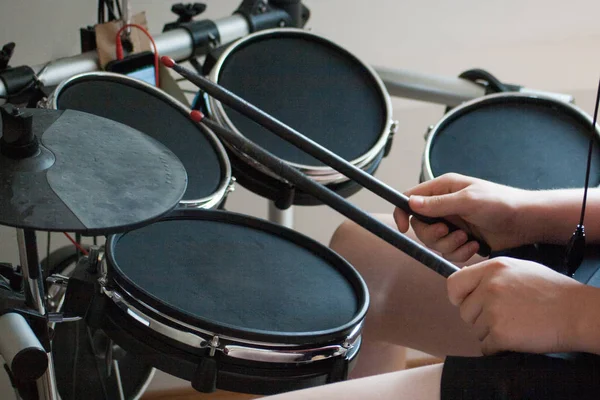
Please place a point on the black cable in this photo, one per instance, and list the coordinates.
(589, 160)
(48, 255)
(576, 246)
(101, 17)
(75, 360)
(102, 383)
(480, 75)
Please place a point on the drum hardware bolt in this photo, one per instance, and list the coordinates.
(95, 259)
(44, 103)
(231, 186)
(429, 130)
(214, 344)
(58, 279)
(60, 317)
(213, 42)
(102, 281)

————

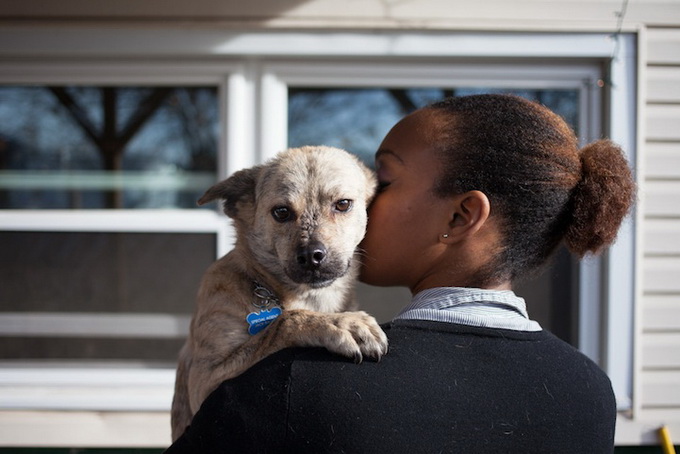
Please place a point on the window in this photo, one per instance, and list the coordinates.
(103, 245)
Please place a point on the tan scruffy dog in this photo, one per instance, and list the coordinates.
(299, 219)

————

--- Exercise goal ---
Gather each line from the records above that contains the word "Please".

--- Result of this task ---
Please place a point on the black cable in this photo, one per instance, and list the coordinates.
Please place a point on the drum hardware bolt in this photo, one per instance, and list the coordinates.
Please place a point on the window in this photo, one per instance, and list the coordinates.
Please place a point on the tan scruffy dog in this photo, one per instance, and list the coordinates.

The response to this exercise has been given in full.